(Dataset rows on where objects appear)
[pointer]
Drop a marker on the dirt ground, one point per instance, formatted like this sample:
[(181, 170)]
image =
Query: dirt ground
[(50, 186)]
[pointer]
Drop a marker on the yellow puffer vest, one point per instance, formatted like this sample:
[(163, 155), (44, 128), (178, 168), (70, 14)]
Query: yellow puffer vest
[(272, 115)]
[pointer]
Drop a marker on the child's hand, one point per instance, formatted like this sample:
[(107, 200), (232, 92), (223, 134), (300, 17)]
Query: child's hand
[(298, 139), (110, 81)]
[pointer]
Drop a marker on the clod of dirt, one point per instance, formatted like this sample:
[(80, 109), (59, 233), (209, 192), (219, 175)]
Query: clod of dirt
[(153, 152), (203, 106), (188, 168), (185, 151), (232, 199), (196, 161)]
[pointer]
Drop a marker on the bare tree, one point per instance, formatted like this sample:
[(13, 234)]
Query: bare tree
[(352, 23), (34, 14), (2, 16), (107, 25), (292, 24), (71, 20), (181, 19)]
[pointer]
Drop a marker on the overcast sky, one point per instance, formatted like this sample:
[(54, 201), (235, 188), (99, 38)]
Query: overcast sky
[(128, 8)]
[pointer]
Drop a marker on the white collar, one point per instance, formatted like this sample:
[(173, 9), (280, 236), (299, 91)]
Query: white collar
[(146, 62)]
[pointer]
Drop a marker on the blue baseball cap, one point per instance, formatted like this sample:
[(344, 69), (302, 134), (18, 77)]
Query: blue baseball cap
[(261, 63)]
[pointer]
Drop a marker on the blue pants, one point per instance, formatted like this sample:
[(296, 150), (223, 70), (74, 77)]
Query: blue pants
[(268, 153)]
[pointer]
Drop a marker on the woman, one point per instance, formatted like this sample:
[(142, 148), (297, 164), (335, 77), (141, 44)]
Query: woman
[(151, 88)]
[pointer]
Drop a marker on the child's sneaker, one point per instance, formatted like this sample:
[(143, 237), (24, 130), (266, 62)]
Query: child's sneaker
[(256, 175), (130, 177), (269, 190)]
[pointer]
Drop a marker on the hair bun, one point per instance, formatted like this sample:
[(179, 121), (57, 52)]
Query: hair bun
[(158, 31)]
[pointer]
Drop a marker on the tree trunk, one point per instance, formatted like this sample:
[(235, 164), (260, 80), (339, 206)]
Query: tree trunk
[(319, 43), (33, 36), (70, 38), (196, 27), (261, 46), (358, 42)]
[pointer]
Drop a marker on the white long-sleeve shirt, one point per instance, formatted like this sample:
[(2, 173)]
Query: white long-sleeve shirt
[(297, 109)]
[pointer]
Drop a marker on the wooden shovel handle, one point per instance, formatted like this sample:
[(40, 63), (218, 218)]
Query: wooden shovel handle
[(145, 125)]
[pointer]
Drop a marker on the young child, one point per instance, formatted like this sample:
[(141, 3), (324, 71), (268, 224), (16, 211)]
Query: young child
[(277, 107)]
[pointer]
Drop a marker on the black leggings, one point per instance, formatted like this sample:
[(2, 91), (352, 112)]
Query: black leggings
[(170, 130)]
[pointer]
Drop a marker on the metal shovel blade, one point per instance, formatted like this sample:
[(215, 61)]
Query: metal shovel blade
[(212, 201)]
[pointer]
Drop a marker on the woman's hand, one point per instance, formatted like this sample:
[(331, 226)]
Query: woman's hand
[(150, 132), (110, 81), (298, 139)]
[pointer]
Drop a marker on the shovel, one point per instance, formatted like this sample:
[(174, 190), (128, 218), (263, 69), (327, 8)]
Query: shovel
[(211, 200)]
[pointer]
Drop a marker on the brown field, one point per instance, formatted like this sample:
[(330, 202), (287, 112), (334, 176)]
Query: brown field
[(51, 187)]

### DIRECTIONS FOR THIS TASK
Using the material above, print every entry exactly as written.

### ANSWER TO THIS PROBLEM
[pointer]
Drop a marker on the dirt ground, one point per instance, formatted like this sample:
[(181, 170)]
image =
Query: dirt ground
[(50, 186)]
[pointer]
Drop a marker on the yellow puffer vest, one point per instance, formatted like this sample:
[(163, 155), (44, 128), (178, 168), (70, 14)]
Query: yellow puffer vest
[(272, 115)]
[pointer]
Drop a marker on the child's hand, one point per instance, formatted like this sample:
[(107, 200), (232, 92), (223, 134), (300, 17)]
Query: child's hand
[(298, 139), (110, 81)]
[pointer]
Drop a marker on the clod of dirt, one point per instance, formatted like this sample:
[(80, 109), (59, 233), (209, 192), (219, 175)]
Query: clod of dirt
[(153, 152), (203, 106), (188, 168), (185, 151), (232, 199), (196, 161)]
[pointer]
Drop a marker on the bare tree, one point per instance, formatted like this sample:
[(13, 234)]
Query: bare tree
[(352, 23), (34, 14), (2, 16), (107, 25), (292, 24), (71, 20), (181, 19)]
[pointer]
Drop a marker on the overcast sky, one point per instance, formatted like this sample:
[(54, 201), (235, 188), (99, 38)]
Query: overcast sky
[(128, 8)]
[pointer]
Drop a marker on the white collar, one point per instance, formatted like this sample:
[(173, 9), (280, 236), (299, 91)]
Query: white collar
[(146, 62)]
[pointer]
Drop a marker on the blue baseball cap, one point per instance, formatted like this sample:
[(344, 69), (302, 134), (18, 77)]
Query: blue baseball cap
[(261, 63)]
[pointer]
Drop a marker on the blue pants, one point per instance, formatted like this sample:
[(296, 150), (223, 70), (74, 77)]
Query: blue pants
[(268, 153)]
[pointer]
Drop a marker on the woman, one point per instance, formatted like this sample:
[(142, 148), (297, 164), (335, 77), (141, 44)]
Query: woman
[(151, 88)]
[pointer]
Drop a marker on the child's sneaker, one point per instance, formatted like this sample:
[(143, 237), (24, 130), (266, 62)]
Query: child's sneaker
[(256, 175), (130, 177), (269, 190)]
[pointer]
Drop a marker on the hair bun, one point per instance, formatted like this sample:
[(179, 121), (57, 52)]
Query: hair bun
[(158, 31)]
[pointer]
Drop a marker on the tree trunk, one point per instance, formatted like this sample:
[(235, 164), (260, 80), (339, 206)]
Query: tree trunk
[(319, 43), (33, 36), (70, 38), (196, 27), (261, 46), (358, 42)]
[pointer]
Drop a marker on the white long-sleeve shirt, one point per instance, formatted like this sample:
[(2, 173)]
Query: white long-sleeve shirt
[(297, 109)]
[pointer]
Drop a marker on the wooden shovel handle, one point per instance, formatted like this sample:
[(40, 63), (218, 218)]
Query: wooden shovel handle
[(145, 125)]
[pointer]
Drop a marker on the young child, one point per instance, formatted like this sample:
[(141, 3), (324, 71), (268, 224), (16, 211)]
Query: young child
[(277, 107)]
[pointer]
Drop a marker on the black leggings, one point per instance, formatted like this sample:
[(2, 91), (352, 112)]
Query: black leggings
[(170, 130)]
[pointer]
Drop a marker on the metal shovel blade, one point per instance, formatted like this sample:
[(215, 61)]
Query: metal shovel blade
[(212, 201)]
[pointer]
Drop a marker on the woman's hand, one point per instance, formatted like this sample:
[(331, 226)]
Query: woman's hand
[(150, 132), (110, 81), (298, 139)]
[pointer]
Drop a marker on the shovel, one point per instance, formatted like this sample:
[(174, 190), (128, 218), (263, 69), (327, 8)]
Query: shovel
[(211, 200)]
[pointer]
Drop a marker on the brown field, one point per instance, formatted like this sample:
[(330, 202), (287, 112), (334, 176)]
Query: brown field
[(51, 187)]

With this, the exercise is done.